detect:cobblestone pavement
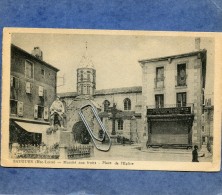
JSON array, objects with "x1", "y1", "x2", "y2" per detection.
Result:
[{"x1": 88, "y1": 145, "x2": 212, "y2": 162}]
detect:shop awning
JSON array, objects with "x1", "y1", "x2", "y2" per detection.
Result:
[{"x1": 15, "y1": 121, "x2": 50, "y2": 133}]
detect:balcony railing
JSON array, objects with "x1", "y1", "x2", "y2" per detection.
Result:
[
  {"x1": 154, "y1": 77, "x2": 165, "y2": 89},
  {"x1": 147, "y1": 104, "x2": 193, "y2": 115},
  {"x1": 175, "y1": 75, "x2": 187, "y2": 87}
]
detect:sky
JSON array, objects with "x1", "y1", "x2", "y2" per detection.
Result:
[{"x1": 12, "y1": 33, "x2": 214, "y2": 99}]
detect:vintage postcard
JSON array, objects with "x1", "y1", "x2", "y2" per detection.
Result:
[{"x1": 1, "y1": 28, "x2": 222, "y2": 171}]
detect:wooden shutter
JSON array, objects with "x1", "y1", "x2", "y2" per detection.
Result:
[
  {"x1": 44, "y1": 107, "x2": 49, "y2": 120},
  {"x1": 10, "y1": 77, "x2": 14, "y2": 87},
  {"x1": 25, "y1": 82, "x2": 31, "y2": 93},
  {"x1": 39, "y1": 86, "x2": 44, "y2": 97},
  {"x1": 34, "y1": 105, "x2": 38, "y2": 118},
  {"x1": 17, "y1": 101, "x2": 23, "y2": 116},
  {"x1": 44, "y1": 89, "x2": 47, "y2": 101}
]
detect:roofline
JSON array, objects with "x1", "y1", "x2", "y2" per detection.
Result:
[
  {"x1": 138, "y1": 49, "x2": 207, "y2": 64},
  {"x1": 11, "y1": 44, "x2": 60, "y2": 72},
  {"x1": 58, "y1": 86, "x2": 142, "y2": 98}
]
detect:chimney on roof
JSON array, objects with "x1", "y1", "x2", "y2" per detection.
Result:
[
  {"x1": 195, "y1": 37, "x2": 200, "y2": 51},
  {"x1": 32, "y1": 47, "x2": 43, "y2": 60}
]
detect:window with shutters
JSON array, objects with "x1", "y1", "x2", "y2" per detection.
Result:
[
  {"x1": 25, "y1": 60, "x2": 34, "y2": 79},
  {"x1": 38, "y1": 106, "x2": 44, "y2": 119},
  {"x1": 154, "y1": 67, "x2": 164, "y2": 88},
  {"x1": 103, "y1": 100, "x2": 110, "y2": 112},
  {"x1": 87, "y1": 85, "x2": 90, "y2": 94},
  {"x1": 25, "y1": 82, "x2": 31, "y2": 94},
  {"x1": 10, "y1": 76, "x2": 19, "y2": 100},
  {"x1": 17, "y1": 101, "x2": 23, "y2": 116},
  {"x1": 39, "y1": 86, "x2": 44, "y2": 97},
  {"x1": 176, "y1": 64, "x2": 187, "y2": 86},
  {"x1": 87, "y1": 71, "x2": 90, "y2": 81},
  {"x1": 80, "y1": 85, "x2": 83, "y2": 94},
  {"x1": 43, "y1": 107, "x2": 49, "y2": 120},
  {"x1": 80, "y1": 71, "x2": 83, "y2": 81},
  {"x1": 177, "y1": 92, "x2": 187, "y2": 107}
]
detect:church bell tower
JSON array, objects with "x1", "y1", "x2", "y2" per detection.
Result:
[{"x1": 77, "y1": 42, "x2": 96, "y2": 98}]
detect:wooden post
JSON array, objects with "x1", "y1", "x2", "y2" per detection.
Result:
[
  {"x1": 59, "y1": 144, "x2": 68, "y2": 159},
  {"x1": 11, "y1": 143, "x2": 19, "y2": 158}
]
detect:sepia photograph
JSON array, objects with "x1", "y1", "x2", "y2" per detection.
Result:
[{"x1": 1, "y1": 28, "x2": 222, "y2": 171}]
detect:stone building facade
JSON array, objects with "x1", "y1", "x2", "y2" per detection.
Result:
[
  {"x1": 10, "y1": 44, "x2": 59, "y2": 144},
  {"x1": 59, "y1": 47, "x2": 143, "y2": 142}
]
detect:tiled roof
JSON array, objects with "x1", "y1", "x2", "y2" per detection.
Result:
[{"x1": 58, "y1": 86, "x2": 142, "y2": 98}]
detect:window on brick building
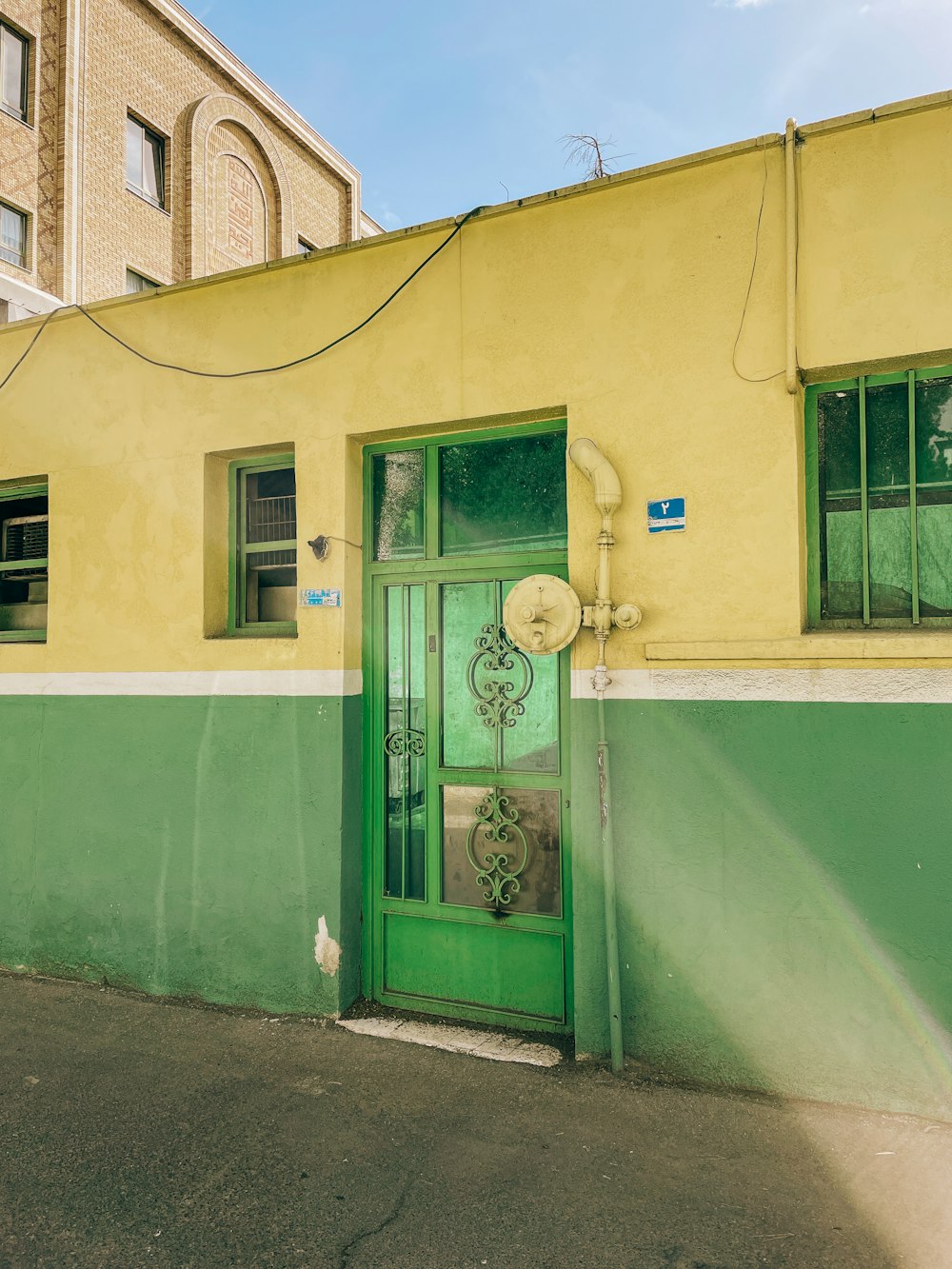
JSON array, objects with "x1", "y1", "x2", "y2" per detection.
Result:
[
  {"x1": 0, "y1": 22, "x2": 30, "y2": 121},
  {"x1": 126, "y1": 114, "x2": 165, "y2": 207},
  {"x1": 126, "y1": 269, "x2": 160, "y2": 296},
  {"x1": 0, "y1": 203, "x2": 27, "y2": 269}
]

- _TASK INSTRUCTIONS_
Reproduce every entry above word for word, leaving out the pictures.

- _ANSWER TO THIS EXERCISE_
detect:cobblestone pavement
JSON array, objects with "x1", "y1", "x2", "y2" per detection.
Result:
[{"x1": 88, "y1": 145, "x2": 212, "y2": 162}]
detect:shop awning
JSON array, objects with "x1", "y1", "x2", "y2" per detection.
Result:
[{"x1": 15, "y1": 121, "x2": 50, "y2": 133}]
detect:balcony railing
JSON array, objects with "x1", "y1", "x2", "y2" per detection.
Result:
[
  {"x1": 154, "y1": 77, "x2": 165, "y2": 89},
  {"x1": 147, "y1": 104, "x2": 193, "y2": 115},
  {"x1": 175, "y1": 75, "x2": 187, "y2": 87}
]
detect:sky
JSON array, objects with "x1", "y1", "x2", "y2" per detection.
Result:
[{"x1": 12, "y1": 33, "x2": 214, "y2": 99}]
detect:vintage postcard
JSON array, objects with "x1", "y1", "x2", "y2" per detection.
Result:
[{"x1": 1, "y1": 28, "x2": 222, "y2": 171}]
detect:wooden shutter
JSON array, objects with "x1", "y1", "x2", "y2" per detection.
Result:
[
  {"x1": 44, "y1": 107, "x2": 49, "y2": 120},
  {"x1": 10, "y1": 77, "x2": 14, "y2": 87},
  {"x1": 25, "y1": 82, "x2": 31, "y2": 93},
  {"x1": 39, "y1": 86, "x2": 44, "y2": 97},
  {"x1": 34, "y1": 105, "x2": 38, "y2": 118},
  {"x1": 17, "y1": 101, "x2": 23, "y2": 116},
  {"x1": 44, "y1": 89, "x2": 47, "y2": 101}
]
detect:roofline
JSON array, objects with "x1", "y1", "x2", "y2" per detection.
Result:
[
  {"x1": 138, "y1": 49, "x2": 207, "y2": 64},
  {"x1": 11, "y1": 44, "x2": 60, "y2": 72},
  {"x1": 58, "y1": 86, "x2": 142, "y2": 98}
]
detect:chimney on roof
JSON array, objects with "x1", "y1", "x2", "y2" per detection.
Result:
[
  {"x1": 195, "y1": 37, "x2": 200, "y2": 51},
  {"x1": 32, "y1": 47, "x2": 43, "y2": 60}
]
detect:window with shutters
JSON array, objects with "x1", "y1", "x2", "y2" per detection.
Result:
[
  {"x1": 25, "y1": 60, "x2": 34, "y2": 79},
  {"x1": 38, "y1": 106, "x2": 44, "y2": 119},
  {"x1": 154, "y1": 67, "x2": 164, "y2": 88},
  {"x1": 103, "y1": 100, "x2": 110, "y2": 112},
  {"x1": 87, "y1": 85, "x2": 90, "y2": 94},
  {"x1": 25, "y1": 82, "x2": 31, "y2": 94},
  {"x1": 10, "y1": 76, "x2": 19, "y2": 100},
  {"x1": 17, "y1": 101, "x2": 23, "y2": 116},
  {"x1": 39, "y1": 86, "x2": 44, "y2": 97},
  {"x1": 176, "y1": 64, "x2": 187, "y2": 86},
  {"x1": 87, "y1": 71, "x2": 90, "y2": 81},
  {"x1": 80, "y1": 85, "x2": 83, "y2": 94},
  {"x1": 43, "y1": 107, "x2": 49, "y2": 120},
  {"x1": 80, "y1": 71, "x2": 83, "y2": 81},
  {"x1": 177, "y1": 92, "x2": 187, "y2": 107}
]
detect:church bell tower
JSON array, objects with "x1", "y1", "x2", "y2" per detection.
Result:
[{"x1": 77, "y1": 42, "x2": 96, "y2": 98}]
detect:wooden post
JSON array, objects with "x1", "y1", "x2", "y2" per detection.
Result:
[
  {"x1": 59, "y1": 144, "x2": 68, "y2": 159},
  {"x1": 11, "y1": 143, "x2": 19, "y2": 158}
]
detect:sepia photograph
JSON array, objects with "x1", "y1", "x2", "y2" per detection.
Result:
[{"x1": 1, "y1": 28, "x2": 222, "y2": 171}]
detect:stone building facade
JSON array, objects with "x1", "y1", "x2", "y2" per detection.
Result:
[
  {"x1": 10, "y1": 44, "x2": 59, "y2": 144},
  {"x1": 59, "y1": 47, "x2": 143, "y2": 142}
]
detect:tiled roof
JSON array, objects with "x1", "y1", "x2", "y2" per detection.
Result:
[{"x1": 58, "y1": 86, "x2": 142, "y2": 98}]
detect:window on brick building
JSON array, objects with "x1", "y1", "x2", "y2" per detection.
Result:
[
  {"x1": 0, "y1": 22, "x2": 30, "y2": 121},
  {"x1": 126, "y1": 114, "x2": 165, "y2": 207},
  {"x1": 126, "y1": 269, "x2": 160, "y2": 296},
  {"x1": 0, "y1": 203, "x2": 27, "y2": 269}
]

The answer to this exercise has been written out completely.